▶ Problem statement
Without the images, write out all of the following entries exactly.

========

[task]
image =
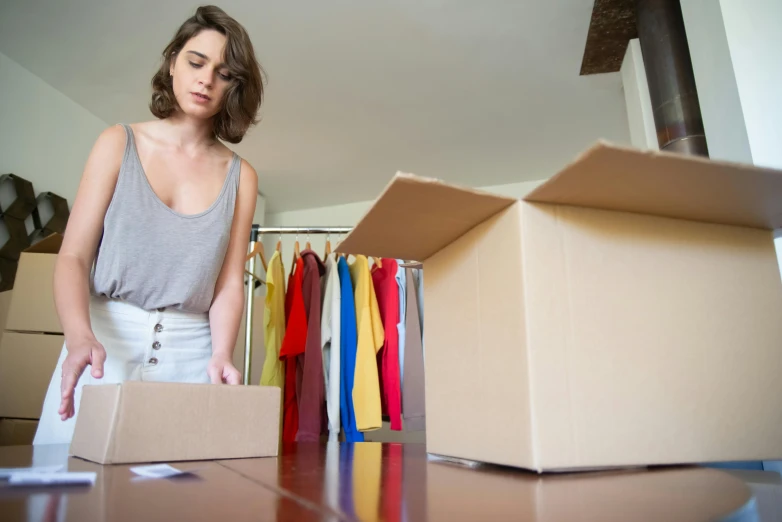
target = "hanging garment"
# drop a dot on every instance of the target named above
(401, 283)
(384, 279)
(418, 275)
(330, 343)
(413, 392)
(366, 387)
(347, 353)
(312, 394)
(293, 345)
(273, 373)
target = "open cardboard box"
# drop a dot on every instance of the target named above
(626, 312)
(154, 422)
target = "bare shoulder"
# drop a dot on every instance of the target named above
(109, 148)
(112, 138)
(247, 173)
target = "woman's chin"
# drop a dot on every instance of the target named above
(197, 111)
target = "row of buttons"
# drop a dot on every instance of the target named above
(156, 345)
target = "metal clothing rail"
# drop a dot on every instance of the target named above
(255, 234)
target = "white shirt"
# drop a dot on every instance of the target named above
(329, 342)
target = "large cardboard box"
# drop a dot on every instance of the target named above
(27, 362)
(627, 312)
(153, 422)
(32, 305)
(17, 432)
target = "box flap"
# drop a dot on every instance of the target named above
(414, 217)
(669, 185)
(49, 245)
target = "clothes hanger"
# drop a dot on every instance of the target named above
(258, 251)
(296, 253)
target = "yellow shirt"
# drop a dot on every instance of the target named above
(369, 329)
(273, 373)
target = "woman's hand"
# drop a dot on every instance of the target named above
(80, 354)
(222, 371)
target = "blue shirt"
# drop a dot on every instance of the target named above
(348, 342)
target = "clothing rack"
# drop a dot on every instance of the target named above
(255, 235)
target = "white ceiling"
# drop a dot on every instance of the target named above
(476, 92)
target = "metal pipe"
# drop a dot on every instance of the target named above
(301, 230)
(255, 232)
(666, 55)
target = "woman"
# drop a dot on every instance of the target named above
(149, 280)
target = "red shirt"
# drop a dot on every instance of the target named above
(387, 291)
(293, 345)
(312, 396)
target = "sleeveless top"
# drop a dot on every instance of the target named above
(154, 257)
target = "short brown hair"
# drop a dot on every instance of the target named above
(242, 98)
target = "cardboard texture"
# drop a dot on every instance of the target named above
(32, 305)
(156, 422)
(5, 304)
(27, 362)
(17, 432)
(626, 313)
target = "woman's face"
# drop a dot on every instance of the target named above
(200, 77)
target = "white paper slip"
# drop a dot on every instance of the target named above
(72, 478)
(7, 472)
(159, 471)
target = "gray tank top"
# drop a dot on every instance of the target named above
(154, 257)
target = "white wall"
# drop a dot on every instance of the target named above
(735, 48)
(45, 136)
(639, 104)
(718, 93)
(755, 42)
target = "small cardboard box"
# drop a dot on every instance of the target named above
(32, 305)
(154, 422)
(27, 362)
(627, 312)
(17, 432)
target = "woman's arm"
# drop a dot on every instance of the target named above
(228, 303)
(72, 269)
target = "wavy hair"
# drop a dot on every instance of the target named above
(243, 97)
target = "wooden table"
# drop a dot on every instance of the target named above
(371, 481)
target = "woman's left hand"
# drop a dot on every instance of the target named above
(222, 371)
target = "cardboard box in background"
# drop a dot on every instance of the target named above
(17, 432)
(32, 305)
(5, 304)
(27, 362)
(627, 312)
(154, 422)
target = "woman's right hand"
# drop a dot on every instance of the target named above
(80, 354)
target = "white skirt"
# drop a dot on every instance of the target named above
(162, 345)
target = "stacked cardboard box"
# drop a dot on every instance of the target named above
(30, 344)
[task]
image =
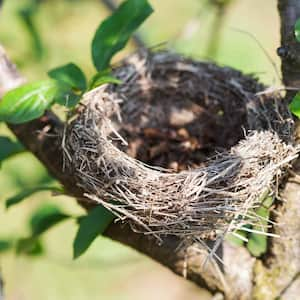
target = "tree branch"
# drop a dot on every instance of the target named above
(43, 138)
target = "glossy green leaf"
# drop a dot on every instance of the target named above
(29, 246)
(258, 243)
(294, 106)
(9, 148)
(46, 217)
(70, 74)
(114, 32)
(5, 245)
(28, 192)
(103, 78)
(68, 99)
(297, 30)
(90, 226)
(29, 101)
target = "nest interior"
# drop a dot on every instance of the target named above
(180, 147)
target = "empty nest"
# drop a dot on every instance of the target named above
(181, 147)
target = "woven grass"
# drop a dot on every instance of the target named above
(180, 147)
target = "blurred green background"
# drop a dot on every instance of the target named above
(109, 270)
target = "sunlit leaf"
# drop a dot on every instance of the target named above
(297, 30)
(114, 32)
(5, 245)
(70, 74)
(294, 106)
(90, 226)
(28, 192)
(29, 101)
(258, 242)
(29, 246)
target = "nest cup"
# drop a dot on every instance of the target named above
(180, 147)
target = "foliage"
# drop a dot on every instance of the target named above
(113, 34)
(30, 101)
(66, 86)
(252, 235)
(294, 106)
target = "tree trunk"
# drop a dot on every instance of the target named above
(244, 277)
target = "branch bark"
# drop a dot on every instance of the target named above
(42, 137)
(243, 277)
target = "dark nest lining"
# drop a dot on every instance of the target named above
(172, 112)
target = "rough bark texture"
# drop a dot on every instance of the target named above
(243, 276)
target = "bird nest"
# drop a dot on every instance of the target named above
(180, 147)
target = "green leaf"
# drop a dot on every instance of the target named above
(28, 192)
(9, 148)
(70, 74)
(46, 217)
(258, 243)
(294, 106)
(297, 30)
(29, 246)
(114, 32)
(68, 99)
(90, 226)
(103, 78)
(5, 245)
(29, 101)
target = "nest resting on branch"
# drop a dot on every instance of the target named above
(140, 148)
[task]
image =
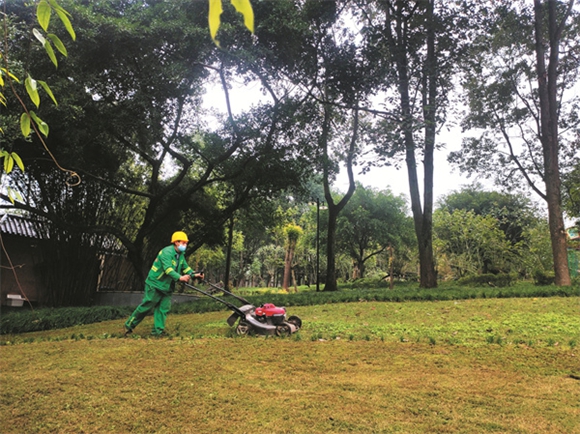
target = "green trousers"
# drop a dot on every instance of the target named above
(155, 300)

========

▶ Exercise solution
[task]
image =
target = "hanging garment"
# drop a dot on every instance of the target named above
(401, 283)
(384, 279)
(418, 275)
(330, 343)
(413, 392)
(366, 387)
(347, 353)
(312, 394)
(293, 345)
(273, 373)
target = "open cardboard box"
# drop a dot on every instance of the target named above
(626, 312)
(154, 422)
target = "bare shoulder"
# drop a dot on every instance of the target named above
(109, 148)
(112, 138)
(247, 173)
target = "woman's chin"
# drop a dot on every instance of the target named above
(197, 111)
target = "row of buttons"
# drop a dot on every instance of the target named above
(156, 345)
target = "metal clothing rail"
# drop a dot on every instance of the target named above
(255, 234)
target = "white shirt"
# drop a dot on every instance of the target named above
(329, 342)
target = "large cardboard box"
# drop a dot on every instance of the target named above
(27, 362)
(627, 312)
(153, 422)
(32, 305)
(17, 432)
target = "box flap"
# drop a dot on every instance of the target named above
(414, 217)
(669, 185)
(49, 245)
target = "clothes hanger"
# drop a dot on every instance of the target named above
(258, 251)
(296, 253)
target = "yellow shirt"
# drop a dot on every instance of the target named above
(369, 329)
(273, 373)
target = "woman's hand"
# drop a dot on every instance of the target named above
(80, 354)
(222, 371)
target = "blue shirt"
# drop a dot on every instance of the target named above
(348, 342)
target = "clothing rack"
# drop a dot on every instance of the target named above
(255, 235)
target = "white ceiling"
# drop a dot on every instance of the target named above
(476, 92)
target = "metal pipe"
# drop a dot on every instance of the target named above
(301, 230)
(255, 232)
(666, 55)
target = "woman"
# drop a dot on every instance of the target named above
(149, 280)
target = "red shirt"
# drop a dot on every instance of the target named above
(387, 291)
(293, 345)
(312, 396)
target = "sleeveless top"
# drop a dot on every instance of the target named above
(154, 257)
target = "short brown hair"
# drop a dot on every instance of the target named above
(242, 98)
target = "cardboard texture"
# drop a dot on every instance of the target named above
(32, 305)
(156, 422)
(5, 304)
(27, 362)
(17, 432)
(626, 313)
target = "woman's face"
# drop a dot on every instance of the target named above
(200, 77)
target = "white paper slip"
# drop a dot on every instance of the target named above
(72, 478)
(7, 472)
(159, 471)
target = "gray tank top"
# drop a dot on every instance of the target named above
(154, 257)
target = "white wall"
# drop a dot on every instance of the target named above
(735, 48)
(45, 136)
(639, 104)
(718, 93)
(755, 42)
target = "small cardboard box"
# drop a dot on every instance of the target named above
(32, 305)
(154, 422)
(27, 362)
(627, 312)
(17, 432)
target = "woman's arm"
# drop a dot on every instance of the target named above
(228, 303)
(72, 269)
target = "wavy hair"
# drop a dot on every instance of the target named above
(243, 97)
target = "wooden table"
# drop a dot on every instance of the target named above
(371, 481)
target = "woman's left hand"
# drop a dot on every instance of the target named above
(222, 371)
target = "cardboard box in background"
# drop a dot on every instance of the target named above
(17, 432)
(32, 305)
(5, 304)
(27, 362)
(627, 312)
(154, 422)
target = "woman's right hand"
# drop a dot on every instance of the target named above
(80, 354)
target = "white skirt"
# drop a dot on every instance of the target named above
(162, 345)
target = "stacked cardboard box"
# drop a dot on every instance of the target named above
(30, 344)
[task]
image =
target = "tree branch"
# drop a dot on every instance of the target named above
(43, 138)
target = "glossy green leaf"
# drop a dot on every instance of the target named above
(29, 246)
(258, 243)
(294, 106)
(9, 148)
(46, 217)
(70, 74)
(114, 32)
(5, 245)
(28, 192)
(103, 78)
(68, 99)
(297, 30)
(90, 226)
(29, 101)
target = "nest interior"
# drop a dot on every instance of the target named above
(180, 147)
target = "empty nest"
# drop a dot on every instance of the target named above
(181, 147)
target = "woven grass"
# drop a dot on every instance of the target named above
(180, 147)
target = "blurred green background"
# drop a dot on every instance of the target named above
(109, 270)
target = "sunlit leaf"
# drop a dot on every instance of the target named above
(297, 30)
(114, 32)
(5, 245)
(70, 74)
(294, 106)
(90, 226)
(28, 192)
(29, 101)
(258, 242)
(29, 246)
target = "nest cup"
# drop a dot on every instance of the target named above
(180, 147)
target = "foliage"
# drop a dot on every instance of the target named above
(113, 34)
(30, 101)
(66, 86)
(252, 235)
(294, 106)
target = "tree trunk"
# drop a dot on every instance of the target named above
(244, 277)
target = "branch bark"
# drop a dot on every instance of the target named above
(42, 137)
(243, 277)
target = "dark nest lining"
# drop a dot on every instance of the target named above
(172, 112)
target = "rough bark texture"
# drop a dot on every instance of the target named above
(243, 276)
target = "bird nest"
# drop a dot on every instance of the target named above
(180, 147)
target = "green leaf"
# drop a dot on every instance of the target named above
(28, 192)
(9, 148)
(70, 74)
(46, 217)
(258, 243)
(294, 106)
(297, 30)
(29, 246)
(114, 32)
(68, 99)
(90, 226)
(103, 78)
(5, 245)
(29, 101)
target = "nest resting on branch"
# drop a dot on every instance of the target named above
(140, 148)
[task]
image =
target = "green trousers"
# drop a dot on every instance of the target named above
(155, 300)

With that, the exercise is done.